[Start of section]
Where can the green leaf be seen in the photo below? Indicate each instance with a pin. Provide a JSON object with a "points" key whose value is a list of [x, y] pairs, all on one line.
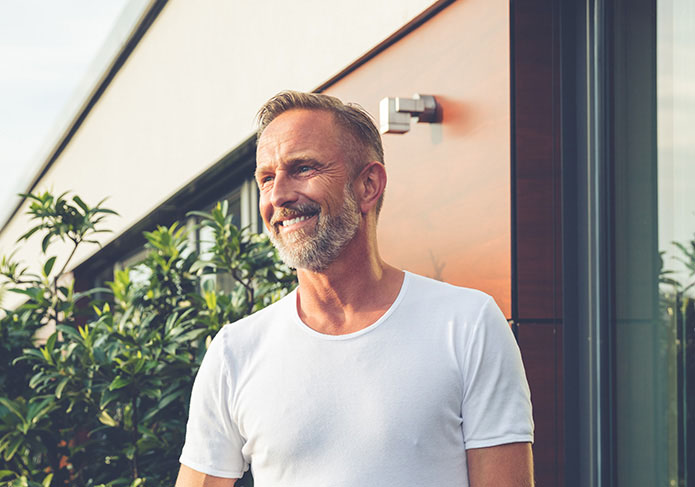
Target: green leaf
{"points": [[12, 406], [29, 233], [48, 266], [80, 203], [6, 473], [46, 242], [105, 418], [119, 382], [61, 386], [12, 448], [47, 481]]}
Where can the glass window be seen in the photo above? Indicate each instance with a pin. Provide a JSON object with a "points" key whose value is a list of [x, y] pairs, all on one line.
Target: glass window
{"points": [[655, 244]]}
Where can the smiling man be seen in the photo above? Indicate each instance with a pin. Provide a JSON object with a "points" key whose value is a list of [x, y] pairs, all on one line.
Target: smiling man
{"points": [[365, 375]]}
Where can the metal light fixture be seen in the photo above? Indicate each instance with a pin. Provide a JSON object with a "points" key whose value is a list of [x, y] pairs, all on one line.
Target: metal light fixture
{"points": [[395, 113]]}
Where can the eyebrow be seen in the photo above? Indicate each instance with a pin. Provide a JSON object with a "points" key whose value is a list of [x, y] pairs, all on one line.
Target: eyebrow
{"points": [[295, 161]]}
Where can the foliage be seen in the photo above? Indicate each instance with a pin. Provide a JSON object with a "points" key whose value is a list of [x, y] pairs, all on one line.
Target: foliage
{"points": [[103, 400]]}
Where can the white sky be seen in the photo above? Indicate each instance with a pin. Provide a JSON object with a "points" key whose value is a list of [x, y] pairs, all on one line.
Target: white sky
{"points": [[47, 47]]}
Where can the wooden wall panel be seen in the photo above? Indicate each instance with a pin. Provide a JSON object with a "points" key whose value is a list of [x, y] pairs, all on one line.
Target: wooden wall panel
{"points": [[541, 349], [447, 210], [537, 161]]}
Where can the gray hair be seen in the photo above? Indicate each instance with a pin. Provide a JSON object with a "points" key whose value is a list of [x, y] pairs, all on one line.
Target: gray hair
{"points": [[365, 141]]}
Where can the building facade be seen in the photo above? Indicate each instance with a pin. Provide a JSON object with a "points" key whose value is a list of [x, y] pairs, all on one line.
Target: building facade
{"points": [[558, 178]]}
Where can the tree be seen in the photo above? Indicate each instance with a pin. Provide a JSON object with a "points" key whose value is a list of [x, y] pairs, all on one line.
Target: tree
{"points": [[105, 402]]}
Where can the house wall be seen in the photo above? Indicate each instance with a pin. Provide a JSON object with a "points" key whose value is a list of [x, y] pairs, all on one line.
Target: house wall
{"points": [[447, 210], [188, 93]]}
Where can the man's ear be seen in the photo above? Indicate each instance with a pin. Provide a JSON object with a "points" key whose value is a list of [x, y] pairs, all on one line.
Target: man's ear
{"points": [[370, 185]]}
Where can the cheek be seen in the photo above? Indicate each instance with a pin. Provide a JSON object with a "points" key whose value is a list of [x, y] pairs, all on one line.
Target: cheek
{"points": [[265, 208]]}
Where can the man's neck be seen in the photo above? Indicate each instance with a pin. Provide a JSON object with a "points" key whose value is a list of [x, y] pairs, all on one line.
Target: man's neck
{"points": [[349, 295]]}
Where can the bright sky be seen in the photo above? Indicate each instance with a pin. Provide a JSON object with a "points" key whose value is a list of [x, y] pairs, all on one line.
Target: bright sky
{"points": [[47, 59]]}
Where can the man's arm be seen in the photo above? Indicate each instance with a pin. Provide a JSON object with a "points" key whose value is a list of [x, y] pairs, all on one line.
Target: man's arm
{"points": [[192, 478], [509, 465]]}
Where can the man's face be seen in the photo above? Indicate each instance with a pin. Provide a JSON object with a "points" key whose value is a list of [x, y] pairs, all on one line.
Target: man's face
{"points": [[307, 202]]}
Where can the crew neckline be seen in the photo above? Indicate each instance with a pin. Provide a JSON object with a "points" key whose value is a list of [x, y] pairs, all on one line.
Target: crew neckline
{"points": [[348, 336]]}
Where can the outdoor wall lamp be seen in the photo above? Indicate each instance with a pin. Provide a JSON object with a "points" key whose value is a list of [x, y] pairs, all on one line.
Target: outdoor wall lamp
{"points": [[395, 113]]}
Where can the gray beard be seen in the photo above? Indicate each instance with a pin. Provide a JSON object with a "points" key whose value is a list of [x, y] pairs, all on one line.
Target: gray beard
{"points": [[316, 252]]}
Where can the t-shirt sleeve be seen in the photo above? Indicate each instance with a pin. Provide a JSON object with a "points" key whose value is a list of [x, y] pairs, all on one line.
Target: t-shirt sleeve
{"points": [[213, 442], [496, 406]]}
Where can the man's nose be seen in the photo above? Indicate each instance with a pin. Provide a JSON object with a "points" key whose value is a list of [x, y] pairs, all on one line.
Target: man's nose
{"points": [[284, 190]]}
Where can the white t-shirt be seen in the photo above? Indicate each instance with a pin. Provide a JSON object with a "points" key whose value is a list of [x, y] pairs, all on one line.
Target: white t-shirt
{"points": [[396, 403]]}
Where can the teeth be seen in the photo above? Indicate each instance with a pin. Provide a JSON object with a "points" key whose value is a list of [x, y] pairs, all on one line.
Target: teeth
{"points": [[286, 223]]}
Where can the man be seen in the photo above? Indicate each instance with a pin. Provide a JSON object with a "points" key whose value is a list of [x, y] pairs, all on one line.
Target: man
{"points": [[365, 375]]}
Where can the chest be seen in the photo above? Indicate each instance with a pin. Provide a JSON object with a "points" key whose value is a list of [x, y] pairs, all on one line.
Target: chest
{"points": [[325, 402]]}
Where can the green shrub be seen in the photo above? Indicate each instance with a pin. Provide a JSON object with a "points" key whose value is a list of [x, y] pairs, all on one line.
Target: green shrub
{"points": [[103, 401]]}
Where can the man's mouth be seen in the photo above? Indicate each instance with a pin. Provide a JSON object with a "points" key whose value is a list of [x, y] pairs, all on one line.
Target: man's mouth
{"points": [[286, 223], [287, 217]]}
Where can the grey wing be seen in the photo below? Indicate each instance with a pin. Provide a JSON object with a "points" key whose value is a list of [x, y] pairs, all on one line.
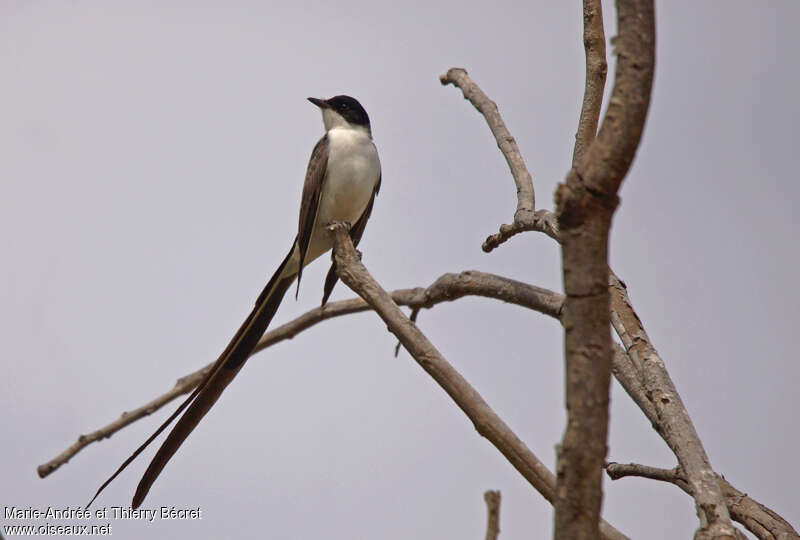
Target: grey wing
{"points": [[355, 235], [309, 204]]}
[End of section]
From the material above, please return each line containing "below".

Where can the green leaf be seen in the photo below? Indicate each instance with a pin. Provide a JSON object with a "points" key whose value is a list of [x, y] pairs, all on one line.
Where can the grey wing be seen in the photo below? Indicate each instance with a pin. Provide a JSON object with a "points" key whose value is a list of [x, y] pairs, all on one line.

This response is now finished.